Problem statement: Pick out and copy every line below that has the word "grassland".
+ + + + +
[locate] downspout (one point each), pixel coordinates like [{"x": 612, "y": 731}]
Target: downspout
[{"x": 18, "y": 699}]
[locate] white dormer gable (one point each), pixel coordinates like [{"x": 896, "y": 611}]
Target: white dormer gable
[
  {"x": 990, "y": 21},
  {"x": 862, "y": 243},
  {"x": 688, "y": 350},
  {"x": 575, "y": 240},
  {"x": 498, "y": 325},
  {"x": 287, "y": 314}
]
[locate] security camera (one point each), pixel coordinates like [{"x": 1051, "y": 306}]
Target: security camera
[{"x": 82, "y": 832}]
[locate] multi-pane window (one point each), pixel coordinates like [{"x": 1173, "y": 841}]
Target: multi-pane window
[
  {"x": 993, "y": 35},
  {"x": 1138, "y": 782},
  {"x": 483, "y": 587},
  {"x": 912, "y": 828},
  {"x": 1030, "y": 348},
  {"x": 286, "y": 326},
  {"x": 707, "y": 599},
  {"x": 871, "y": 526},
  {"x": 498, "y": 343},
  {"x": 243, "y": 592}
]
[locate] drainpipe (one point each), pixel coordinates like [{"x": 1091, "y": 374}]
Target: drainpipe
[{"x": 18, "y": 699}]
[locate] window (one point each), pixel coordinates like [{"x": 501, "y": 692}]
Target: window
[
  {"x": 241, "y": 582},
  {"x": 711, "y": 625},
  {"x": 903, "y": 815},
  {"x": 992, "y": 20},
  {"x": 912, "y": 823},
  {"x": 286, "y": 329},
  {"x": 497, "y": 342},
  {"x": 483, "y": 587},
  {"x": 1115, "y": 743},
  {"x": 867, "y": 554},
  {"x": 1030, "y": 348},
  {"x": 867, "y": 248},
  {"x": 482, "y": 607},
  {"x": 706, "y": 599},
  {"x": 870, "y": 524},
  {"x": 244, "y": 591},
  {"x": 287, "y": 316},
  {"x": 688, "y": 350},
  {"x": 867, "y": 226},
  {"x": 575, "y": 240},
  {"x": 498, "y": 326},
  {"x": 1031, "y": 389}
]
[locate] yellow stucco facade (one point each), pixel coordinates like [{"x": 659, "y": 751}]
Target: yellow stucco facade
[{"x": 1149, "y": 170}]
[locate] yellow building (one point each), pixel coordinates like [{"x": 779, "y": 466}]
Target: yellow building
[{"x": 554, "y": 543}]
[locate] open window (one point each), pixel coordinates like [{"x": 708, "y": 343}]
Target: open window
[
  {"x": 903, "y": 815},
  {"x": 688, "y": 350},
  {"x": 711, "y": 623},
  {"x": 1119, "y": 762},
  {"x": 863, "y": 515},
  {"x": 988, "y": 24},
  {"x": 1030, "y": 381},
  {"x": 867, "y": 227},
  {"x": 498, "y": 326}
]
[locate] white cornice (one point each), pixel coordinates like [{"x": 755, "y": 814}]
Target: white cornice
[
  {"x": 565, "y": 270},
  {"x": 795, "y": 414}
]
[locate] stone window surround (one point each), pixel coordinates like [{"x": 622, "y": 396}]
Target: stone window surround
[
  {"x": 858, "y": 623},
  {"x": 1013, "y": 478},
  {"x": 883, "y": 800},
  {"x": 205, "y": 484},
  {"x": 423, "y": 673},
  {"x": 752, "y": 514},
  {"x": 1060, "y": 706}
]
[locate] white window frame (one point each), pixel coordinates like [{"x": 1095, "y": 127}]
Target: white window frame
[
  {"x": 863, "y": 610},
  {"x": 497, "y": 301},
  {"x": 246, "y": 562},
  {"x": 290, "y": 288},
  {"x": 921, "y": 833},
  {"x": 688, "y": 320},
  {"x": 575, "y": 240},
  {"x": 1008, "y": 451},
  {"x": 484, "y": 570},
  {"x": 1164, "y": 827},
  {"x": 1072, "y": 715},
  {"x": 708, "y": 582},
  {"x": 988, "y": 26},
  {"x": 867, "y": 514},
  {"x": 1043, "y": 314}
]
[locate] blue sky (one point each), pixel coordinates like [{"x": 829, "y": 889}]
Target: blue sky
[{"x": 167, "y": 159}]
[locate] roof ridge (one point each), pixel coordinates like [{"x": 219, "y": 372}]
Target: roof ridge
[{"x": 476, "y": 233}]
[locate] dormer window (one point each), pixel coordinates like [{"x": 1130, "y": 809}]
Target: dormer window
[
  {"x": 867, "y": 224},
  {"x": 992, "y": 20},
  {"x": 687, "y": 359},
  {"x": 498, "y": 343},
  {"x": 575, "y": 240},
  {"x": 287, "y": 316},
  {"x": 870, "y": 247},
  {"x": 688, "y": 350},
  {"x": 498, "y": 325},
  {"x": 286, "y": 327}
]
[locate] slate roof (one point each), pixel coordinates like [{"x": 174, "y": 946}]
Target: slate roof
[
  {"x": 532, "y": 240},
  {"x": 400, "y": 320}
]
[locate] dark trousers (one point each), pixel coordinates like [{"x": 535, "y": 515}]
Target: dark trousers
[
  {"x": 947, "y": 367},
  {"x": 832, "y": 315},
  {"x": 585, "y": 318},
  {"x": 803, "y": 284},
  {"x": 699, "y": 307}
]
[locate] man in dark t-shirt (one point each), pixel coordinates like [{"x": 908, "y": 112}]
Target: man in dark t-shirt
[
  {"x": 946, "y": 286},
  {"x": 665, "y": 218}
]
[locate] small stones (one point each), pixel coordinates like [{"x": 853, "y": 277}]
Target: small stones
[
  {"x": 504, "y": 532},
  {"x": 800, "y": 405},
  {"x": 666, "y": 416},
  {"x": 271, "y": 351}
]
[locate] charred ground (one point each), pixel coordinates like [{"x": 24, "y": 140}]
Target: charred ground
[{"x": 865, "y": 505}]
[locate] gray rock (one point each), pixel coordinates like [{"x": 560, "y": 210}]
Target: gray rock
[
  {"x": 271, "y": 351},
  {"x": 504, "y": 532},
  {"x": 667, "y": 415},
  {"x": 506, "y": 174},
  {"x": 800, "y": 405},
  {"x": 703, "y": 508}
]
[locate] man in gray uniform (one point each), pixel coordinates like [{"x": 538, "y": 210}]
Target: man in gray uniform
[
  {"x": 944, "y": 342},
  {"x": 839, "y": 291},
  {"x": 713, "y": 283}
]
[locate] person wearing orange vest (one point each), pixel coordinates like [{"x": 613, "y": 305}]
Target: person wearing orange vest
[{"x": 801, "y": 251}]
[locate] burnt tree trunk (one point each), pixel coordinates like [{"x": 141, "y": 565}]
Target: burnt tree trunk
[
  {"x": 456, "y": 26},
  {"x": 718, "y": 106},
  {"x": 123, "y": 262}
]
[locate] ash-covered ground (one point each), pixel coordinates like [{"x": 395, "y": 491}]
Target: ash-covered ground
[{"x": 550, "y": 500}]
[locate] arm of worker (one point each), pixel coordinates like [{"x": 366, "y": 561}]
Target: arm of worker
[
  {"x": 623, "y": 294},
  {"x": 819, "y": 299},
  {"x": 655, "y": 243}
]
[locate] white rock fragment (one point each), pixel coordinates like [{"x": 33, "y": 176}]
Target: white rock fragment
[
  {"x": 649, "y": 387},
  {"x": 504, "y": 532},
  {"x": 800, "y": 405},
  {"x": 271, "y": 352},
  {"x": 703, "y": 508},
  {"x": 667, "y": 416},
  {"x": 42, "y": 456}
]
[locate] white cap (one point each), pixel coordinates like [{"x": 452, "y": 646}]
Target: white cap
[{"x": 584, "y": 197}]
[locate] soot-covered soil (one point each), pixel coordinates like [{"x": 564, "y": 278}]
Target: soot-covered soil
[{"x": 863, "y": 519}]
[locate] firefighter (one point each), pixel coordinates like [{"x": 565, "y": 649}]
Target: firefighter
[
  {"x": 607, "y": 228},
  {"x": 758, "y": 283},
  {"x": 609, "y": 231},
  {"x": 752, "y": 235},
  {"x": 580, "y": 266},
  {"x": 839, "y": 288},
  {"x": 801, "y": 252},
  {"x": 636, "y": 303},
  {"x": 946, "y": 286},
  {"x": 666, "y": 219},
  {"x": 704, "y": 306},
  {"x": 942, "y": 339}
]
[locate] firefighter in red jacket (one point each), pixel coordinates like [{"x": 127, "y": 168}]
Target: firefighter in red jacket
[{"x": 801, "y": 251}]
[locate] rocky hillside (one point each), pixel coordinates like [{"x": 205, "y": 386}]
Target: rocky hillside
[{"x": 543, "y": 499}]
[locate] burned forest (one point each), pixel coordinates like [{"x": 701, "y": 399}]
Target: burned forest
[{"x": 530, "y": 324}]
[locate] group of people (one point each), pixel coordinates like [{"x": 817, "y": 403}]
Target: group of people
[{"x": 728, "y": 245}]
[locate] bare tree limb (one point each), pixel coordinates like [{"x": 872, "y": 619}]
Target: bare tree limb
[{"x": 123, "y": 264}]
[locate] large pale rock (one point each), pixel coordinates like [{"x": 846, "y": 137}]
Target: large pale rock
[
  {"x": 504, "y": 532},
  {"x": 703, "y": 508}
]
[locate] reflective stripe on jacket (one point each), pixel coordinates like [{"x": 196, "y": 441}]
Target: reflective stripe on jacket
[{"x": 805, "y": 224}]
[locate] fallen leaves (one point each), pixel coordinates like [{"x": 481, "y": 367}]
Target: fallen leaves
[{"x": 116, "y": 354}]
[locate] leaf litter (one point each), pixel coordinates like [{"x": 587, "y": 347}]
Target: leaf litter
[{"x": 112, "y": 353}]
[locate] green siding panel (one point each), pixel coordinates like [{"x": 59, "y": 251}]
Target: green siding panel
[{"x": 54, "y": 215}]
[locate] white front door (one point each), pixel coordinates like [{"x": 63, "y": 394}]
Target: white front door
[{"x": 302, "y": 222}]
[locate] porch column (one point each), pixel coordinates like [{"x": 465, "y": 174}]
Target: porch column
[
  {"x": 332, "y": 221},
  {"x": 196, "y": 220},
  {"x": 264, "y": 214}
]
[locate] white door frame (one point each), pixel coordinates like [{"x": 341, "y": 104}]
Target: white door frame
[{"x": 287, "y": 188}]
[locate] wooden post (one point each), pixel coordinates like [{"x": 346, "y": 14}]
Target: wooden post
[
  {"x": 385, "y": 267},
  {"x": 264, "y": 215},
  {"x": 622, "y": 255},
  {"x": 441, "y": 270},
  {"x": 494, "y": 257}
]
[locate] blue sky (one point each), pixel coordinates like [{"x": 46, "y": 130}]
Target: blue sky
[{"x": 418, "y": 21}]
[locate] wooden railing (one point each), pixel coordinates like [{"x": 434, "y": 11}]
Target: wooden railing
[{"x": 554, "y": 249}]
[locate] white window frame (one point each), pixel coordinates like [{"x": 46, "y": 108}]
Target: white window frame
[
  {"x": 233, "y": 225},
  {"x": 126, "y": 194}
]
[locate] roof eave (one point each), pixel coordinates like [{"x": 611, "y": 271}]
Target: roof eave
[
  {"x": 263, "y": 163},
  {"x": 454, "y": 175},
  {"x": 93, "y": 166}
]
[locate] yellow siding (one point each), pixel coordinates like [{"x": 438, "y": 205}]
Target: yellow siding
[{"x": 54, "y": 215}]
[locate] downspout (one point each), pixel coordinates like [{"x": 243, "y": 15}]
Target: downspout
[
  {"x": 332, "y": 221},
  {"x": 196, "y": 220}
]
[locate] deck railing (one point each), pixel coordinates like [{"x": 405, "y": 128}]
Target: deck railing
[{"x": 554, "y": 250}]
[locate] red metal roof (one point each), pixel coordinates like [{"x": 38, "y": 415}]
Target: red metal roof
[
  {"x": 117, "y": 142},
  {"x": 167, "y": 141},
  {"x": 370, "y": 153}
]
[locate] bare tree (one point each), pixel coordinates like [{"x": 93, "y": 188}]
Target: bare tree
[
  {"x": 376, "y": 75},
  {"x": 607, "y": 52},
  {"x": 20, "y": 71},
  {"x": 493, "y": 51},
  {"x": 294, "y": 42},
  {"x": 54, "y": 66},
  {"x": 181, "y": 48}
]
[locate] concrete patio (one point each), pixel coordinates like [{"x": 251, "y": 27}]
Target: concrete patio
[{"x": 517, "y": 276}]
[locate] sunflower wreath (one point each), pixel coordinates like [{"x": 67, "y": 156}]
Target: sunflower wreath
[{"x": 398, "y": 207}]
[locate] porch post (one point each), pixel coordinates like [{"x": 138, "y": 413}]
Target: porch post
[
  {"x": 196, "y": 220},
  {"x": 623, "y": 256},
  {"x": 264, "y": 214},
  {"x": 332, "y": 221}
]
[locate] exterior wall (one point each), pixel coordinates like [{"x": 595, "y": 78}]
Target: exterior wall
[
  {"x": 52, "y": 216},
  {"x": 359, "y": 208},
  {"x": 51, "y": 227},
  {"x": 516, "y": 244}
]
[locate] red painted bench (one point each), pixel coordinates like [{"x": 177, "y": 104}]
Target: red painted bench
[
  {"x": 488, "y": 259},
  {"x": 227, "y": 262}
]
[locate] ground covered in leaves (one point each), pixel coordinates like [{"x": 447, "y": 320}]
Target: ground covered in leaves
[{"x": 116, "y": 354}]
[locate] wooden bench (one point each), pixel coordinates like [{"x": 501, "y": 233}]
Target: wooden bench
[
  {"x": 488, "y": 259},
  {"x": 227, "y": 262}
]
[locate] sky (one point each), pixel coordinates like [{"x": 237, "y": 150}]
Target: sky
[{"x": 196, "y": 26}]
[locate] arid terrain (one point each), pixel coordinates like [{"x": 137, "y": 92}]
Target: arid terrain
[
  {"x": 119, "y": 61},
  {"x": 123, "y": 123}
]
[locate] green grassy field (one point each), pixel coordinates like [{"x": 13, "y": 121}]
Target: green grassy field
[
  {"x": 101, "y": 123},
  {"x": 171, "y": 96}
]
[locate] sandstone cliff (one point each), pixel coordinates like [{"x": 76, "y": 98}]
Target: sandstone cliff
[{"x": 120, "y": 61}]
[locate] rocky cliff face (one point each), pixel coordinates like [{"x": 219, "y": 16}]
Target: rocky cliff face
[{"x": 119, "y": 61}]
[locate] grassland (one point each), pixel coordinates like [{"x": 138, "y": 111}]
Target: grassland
+ + + + +
Result:
[locate] grassland (one point each), pixel coordinates like [{"x": 138, "y": 111}]
Target: grassland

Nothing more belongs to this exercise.